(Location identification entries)
§ §

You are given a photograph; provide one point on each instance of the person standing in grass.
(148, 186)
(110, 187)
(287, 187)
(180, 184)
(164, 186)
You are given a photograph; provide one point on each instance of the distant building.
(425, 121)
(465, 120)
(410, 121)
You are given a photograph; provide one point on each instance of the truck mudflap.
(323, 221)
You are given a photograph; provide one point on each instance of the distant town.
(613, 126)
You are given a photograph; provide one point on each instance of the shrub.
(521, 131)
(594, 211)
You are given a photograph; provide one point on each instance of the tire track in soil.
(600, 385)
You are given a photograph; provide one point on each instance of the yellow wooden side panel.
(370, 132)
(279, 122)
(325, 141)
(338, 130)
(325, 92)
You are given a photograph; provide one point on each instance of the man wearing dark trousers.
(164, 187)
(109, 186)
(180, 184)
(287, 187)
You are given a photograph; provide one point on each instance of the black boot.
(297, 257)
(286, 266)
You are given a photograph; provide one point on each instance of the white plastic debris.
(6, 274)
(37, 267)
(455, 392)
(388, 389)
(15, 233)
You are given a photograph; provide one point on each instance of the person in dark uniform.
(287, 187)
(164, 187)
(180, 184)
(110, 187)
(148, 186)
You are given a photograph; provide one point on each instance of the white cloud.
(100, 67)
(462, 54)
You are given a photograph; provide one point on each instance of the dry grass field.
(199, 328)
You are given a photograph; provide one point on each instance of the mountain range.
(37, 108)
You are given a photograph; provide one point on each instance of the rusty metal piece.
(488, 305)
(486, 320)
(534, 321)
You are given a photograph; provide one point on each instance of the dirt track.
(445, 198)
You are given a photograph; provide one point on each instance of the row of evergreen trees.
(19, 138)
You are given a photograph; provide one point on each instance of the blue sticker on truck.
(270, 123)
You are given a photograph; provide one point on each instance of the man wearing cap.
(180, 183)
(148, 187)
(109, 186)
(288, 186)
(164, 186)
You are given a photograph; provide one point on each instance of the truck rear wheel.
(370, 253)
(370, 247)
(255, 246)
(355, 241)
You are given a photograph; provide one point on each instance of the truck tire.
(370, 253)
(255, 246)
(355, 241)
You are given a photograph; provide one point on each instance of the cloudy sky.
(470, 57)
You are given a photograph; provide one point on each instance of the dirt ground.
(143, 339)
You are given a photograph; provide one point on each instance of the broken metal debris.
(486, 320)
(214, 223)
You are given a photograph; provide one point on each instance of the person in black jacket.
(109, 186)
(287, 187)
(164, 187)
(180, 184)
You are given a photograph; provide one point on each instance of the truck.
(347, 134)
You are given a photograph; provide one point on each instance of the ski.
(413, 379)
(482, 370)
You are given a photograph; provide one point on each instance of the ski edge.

§ §

Task to carry out
Please arrange all the entries above as a numbered list, leaving out any blank lines.

Final result
1. You are given a photograph; provide one point on each instance of the person standing in grass.
2. (148, 186)
3. (110, 187)
4. (287, 187)
5. (180, 184)
6. (164, 186)
7. You are given a photograph; provide one point on each instance of the distant building.
8. (425, 121)
9. (465, 120)
10. (410, 121)
11. You are given a photograph; provide one point on each instance of the truck mudflap.
12. (323, 221)
13. You are given a photograph; provide one point on each instance of the distant town.
14. (613, 126)
15. You are given a photograph; provide one point on each instance of the shrub.
16. (521, 131)
17. (594, 211)
18. You are given a photograph; provide one point on each instance of the tire track in soil.
19. (600, 385)
20. You are given a photograph; provide one point on each instance of the yellow wooden side panel.
21. (370, 132)
22. (279, 122)
23. (325, 141)
24. (338, 130)
25. (325, 92)
26. You are given a photograph; provide one point on each instance of the man wearing dark trousers.
27. (164, 187)
28. (109, 186)
29. (180, 184)
30. (287, 187)
31. You are given a photograph; provide one point on each instance of the black boot.
32. (297, 257)
33. (286, 266)
34. You are given a photograph; provide one point on each instance of the white plastic debris.
35. (6, 274)
36. (37, 267)
37. (455, 392)
38. (388, 389)
39. (15, 233)
40. You are given a photograph; provide one point on each instance of the person in dark uniform.
41. (287, 187)
42. (164, 187)
43. (180, 184)
44. (110, 187)
45. (148, 186)
46. You are given a photograph; provide one point on each instance of the white cloud.
47. (100, 67)
48. (462, 54)
49. You are given a photograph; provide one point on each instance of the dry grass field.
50. (199, 328)
51. You are given a photograph; provide one point on each instance of the mountain range.
52. (37, 108)
53. You are given a photograph; provide one point on each instance of the rusty metal piece.
54. (488, 305)
55. (486, 320)
56. (534, 321)
57. You are given a photograph; provide one point on each instance of the dirt track.
58. (445, 198)
59. You are given a photograph; provide one point on each instance of the row of evergreen trees.
60. (19, 138)
61. You are given a photograph; provide one point on each instance of the blue sticker on truck.
62. (270, 123)
63. You are given a photograph; provide one point on each instance of the man wearing cap.
64. (180, 183)
65. (148, 187)
66. (109, 186)
67. (288, 186)
68. (164, 186)
69. You are given a photograph; provide one point on each instance of the truck rear wheel.
70. (370, 253)
71. (370, 247)
72. (255, 246)
73. (355, 241)
74. You are given a photograph; provide one point on each instance of the truck tire.
75. (370, 253)
76. (255, 246)
77. (355, 241)
78. You are given a photograph; provide one point on each instance of the cloudy sky.
79. (470, 57)
80. You are given a photograph; provide one point on each instance of the dirt ground.
81. (143, 339)
82. You are given a photograph; provide one point on each instance of the broken metal debris.
83. (486, 320)
84. (214, 223)
85. You are given a photograph; provide one point on each instance of the person in black jacket.
86. (109, 186)
87. (287, 187)
88. (164, 187)
89. (180, 184)
90. You are given a photograph; provide one point on each instance of the truck.
91. (347, 134)
92. You are given a photograph; provide one point on each instance of the ski.
93. (413, 379)
94. (482, 370)
95. You are given a photograph; provide one point on each instance of the ski edge.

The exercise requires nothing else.